L’amministratore delegato dell’Inter Giuseppe Marotta ha rilasciato una lunga intervista a Il Sole 24 Ore. Il dirigente neroazzurro ha commentato l’attuale situazione del settore calcio in Italia, dopo due anni di pandemia. «La Serie A e più in generale il calcio italiano sono a rischio default. Questa cosa il Governo e le istituzioni politiche non possono più ignorarla. È un sistema sull’orlo del baratro, che aveva certamente squilibri già prima del Covid, ma che non ha ricevuto praticamente nulla in questi due anni di pandemia. I margini di resistenza si sono assottigliati al minimo».
Marotta è preoccupato dal trattamento che il Governo ha riservato al mondo dello sport, dove – in Italia – gli aiuti sono arrivati con il contagocce e sono nuovamente state ridotte le capienze negli impianti: «Premesso che la salute dei tifosi ci sta a cuore sopra ogni altra cosa. È indubbio che con mascherina ffp2, super green pass e la capienza ridotta al 50% gli impianti all’aperto siano spazi sicuri. Aver dovuto ridurre gli ingressi a 5mila spettatori è stata un’ulteriore dimostrazione di serietà e un ulteriore sacrificio per noi. Per questo negli ultimi provvedimenti del Governo come la legge la Bilancio e il decreto Ristori ci saremmo aspettati più considerazione».

════════

[Compito]
Rispondi alle seguenti domande sull'estratto della pagina riportato sopra.
1. A quale giornale Giuseppe Marotta ha rilasciato l'intervista?
2. Secondo Marotta, a quale percentuale era ridotta la capienza degli impianti all'aperto?
3. A quanti spettatori sono stati ridotti gli ingressi?

════════

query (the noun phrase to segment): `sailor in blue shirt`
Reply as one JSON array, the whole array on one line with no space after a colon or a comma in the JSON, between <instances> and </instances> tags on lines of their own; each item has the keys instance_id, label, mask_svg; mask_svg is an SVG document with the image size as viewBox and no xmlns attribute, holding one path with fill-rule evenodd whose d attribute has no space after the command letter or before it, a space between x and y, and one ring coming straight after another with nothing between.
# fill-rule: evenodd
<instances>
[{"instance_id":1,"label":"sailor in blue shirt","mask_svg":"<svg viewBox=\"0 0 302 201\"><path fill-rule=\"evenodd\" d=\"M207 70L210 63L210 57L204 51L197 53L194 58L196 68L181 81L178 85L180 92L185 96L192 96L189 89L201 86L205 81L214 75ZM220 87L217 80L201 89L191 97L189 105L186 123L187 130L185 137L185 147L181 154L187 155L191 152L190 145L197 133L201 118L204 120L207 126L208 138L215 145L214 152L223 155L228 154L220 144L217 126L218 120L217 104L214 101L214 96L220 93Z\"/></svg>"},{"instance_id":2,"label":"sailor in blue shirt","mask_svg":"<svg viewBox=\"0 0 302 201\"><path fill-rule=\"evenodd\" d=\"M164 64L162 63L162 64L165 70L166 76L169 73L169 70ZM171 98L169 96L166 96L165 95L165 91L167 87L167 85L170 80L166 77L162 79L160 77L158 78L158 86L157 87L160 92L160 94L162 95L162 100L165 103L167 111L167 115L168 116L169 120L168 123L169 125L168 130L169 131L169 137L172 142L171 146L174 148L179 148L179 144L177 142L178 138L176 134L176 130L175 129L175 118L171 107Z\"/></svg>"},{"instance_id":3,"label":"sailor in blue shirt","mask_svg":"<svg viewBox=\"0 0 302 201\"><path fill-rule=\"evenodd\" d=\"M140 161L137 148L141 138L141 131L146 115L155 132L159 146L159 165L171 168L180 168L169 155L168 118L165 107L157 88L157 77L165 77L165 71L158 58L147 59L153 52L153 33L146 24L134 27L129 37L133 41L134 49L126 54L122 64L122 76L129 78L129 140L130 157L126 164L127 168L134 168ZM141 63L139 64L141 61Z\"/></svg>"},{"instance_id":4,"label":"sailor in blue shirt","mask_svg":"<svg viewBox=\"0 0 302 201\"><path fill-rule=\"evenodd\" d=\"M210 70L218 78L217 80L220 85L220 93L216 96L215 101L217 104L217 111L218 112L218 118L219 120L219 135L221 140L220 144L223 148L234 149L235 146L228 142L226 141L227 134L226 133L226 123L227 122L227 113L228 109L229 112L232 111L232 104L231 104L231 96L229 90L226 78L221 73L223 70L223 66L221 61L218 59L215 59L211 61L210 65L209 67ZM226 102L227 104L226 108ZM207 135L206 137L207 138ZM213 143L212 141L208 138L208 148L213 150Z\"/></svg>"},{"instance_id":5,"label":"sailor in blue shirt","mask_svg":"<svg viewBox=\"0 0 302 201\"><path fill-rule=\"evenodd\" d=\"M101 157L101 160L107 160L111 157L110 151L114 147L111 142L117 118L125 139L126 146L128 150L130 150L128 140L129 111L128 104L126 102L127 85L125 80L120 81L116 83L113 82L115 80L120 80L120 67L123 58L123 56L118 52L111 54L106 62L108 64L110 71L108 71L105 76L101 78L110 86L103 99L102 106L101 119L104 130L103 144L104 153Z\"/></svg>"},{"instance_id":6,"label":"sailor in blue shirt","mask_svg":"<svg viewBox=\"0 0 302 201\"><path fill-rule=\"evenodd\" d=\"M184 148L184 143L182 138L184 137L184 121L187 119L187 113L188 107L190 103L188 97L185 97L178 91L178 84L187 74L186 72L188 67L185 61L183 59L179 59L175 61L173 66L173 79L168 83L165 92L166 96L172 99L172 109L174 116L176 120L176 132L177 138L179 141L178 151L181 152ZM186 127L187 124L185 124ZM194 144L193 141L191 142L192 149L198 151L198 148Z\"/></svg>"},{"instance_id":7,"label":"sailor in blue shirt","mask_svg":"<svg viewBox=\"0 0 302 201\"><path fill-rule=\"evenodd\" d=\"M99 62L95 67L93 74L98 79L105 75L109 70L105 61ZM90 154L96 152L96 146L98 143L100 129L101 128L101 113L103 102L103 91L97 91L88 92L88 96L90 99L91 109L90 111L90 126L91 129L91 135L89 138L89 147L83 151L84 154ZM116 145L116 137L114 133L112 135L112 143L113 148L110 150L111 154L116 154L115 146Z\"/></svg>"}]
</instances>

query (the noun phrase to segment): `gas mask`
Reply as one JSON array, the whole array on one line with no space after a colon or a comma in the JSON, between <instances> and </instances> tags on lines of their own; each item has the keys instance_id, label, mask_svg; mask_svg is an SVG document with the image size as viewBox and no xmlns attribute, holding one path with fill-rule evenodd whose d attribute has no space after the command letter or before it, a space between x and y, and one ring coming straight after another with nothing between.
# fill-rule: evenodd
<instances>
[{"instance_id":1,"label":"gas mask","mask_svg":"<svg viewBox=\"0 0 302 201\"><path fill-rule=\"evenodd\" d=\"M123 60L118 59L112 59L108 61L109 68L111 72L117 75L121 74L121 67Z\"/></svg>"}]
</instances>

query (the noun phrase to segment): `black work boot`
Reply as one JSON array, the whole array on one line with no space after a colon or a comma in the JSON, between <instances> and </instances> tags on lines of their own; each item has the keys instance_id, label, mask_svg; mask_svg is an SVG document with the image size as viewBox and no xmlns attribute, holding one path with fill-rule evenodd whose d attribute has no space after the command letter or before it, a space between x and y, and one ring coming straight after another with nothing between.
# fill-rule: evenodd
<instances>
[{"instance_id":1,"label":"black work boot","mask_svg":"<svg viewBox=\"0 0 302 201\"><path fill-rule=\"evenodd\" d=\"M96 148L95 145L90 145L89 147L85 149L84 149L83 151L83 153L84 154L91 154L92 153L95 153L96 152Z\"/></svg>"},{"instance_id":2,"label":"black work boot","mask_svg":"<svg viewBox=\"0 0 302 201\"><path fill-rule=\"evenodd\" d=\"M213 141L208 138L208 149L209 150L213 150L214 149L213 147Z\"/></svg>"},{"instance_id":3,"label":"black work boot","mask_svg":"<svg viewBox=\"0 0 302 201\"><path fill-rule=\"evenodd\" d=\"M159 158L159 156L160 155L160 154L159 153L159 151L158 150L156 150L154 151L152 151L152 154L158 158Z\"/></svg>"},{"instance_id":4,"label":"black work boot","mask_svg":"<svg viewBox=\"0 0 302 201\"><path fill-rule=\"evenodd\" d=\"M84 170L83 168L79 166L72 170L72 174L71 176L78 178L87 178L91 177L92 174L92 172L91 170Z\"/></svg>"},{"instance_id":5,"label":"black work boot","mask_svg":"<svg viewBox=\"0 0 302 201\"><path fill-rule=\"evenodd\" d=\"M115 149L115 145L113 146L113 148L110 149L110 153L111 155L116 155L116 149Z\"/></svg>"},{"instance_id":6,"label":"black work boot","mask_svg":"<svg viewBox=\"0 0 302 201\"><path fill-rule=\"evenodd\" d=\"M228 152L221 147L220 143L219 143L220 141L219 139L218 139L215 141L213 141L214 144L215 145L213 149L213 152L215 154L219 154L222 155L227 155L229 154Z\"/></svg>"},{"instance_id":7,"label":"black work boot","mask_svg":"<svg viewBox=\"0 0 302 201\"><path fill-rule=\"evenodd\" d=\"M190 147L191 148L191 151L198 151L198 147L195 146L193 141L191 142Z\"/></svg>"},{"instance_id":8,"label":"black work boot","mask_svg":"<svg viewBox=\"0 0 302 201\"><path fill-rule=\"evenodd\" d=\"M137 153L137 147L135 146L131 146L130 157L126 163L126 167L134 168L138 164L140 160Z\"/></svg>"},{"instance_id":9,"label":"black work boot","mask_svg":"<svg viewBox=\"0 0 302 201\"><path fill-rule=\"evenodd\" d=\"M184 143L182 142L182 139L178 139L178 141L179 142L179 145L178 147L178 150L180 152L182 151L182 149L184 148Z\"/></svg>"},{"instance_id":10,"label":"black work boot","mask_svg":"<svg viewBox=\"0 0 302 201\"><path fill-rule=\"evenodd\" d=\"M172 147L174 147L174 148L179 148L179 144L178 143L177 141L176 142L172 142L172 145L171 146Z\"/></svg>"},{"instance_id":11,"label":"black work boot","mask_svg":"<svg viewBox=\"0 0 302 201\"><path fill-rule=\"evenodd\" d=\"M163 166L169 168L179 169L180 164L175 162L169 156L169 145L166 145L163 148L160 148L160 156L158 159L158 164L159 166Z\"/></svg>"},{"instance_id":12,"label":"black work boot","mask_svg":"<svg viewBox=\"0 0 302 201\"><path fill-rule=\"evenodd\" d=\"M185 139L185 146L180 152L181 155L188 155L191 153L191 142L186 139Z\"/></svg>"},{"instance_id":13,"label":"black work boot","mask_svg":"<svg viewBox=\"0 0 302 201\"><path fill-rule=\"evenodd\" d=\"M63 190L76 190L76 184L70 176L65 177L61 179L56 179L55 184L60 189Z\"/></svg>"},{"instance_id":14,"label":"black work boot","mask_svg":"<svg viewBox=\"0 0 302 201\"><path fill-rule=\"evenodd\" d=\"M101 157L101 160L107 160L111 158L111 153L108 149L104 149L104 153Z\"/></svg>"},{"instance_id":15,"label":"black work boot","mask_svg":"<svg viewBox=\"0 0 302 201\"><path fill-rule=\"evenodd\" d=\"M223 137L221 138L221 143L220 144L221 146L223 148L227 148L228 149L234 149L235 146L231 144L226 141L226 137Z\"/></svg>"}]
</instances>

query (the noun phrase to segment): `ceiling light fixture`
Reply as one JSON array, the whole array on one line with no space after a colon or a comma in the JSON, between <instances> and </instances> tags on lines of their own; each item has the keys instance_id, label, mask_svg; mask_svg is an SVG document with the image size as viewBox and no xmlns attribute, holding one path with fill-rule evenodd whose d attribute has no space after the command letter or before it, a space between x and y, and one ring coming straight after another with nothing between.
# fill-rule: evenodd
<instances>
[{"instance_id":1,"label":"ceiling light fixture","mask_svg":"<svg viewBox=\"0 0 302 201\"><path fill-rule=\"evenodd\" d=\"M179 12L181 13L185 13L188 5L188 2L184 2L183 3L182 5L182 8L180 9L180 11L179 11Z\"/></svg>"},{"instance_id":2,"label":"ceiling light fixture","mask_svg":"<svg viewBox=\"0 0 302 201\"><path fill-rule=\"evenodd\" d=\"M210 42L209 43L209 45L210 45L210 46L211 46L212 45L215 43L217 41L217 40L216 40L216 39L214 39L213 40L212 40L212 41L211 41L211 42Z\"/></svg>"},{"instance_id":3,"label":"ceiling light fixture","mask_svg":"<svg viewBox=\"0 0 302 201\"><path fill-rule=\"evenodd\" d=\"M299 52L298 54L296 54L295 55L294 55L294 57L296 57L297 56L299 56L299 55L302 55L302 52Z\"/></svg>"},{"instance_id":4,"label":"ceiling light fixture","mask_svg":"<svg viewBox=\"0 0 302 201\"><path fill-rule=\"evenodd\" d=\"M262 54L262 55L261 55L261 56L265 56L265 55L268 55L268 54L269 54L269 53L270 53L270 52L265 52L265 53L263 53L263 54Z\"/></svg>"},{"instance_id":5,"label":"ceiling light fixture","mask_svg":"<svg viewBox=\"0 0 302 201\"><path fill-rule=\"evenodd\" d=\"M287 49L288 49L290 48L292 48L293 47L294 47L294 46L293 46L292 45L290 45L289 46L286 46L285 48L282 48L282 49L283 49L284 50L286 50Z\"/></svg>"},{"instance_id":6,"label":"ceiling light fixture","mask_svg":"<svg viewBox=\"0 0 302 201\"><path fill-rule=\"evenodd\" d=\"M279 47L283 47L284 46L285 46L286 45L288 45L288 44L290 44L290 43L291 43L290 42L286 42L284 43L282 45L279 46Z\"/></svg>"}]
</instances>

════════

[Risposta]
1. Il Sole 24 Ore.
2. Al 50%.
3. A 5mila spettatori.